# WORK ORDER
Retype all the records with nothing changed.

# MATERIAL SUPPLIED

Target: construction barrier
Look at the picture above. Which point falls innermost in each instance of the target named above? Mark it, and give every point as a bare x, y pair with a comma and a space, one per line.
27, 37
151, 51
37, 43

# TASK RESULT
Target: construction barrier
Look at the picture above. Which point falls innermost in each instance of the target named above? Mark it, and give every point as a bare x, y pair with a comma and a space, one per line.
27, 37
151, 51
37, 43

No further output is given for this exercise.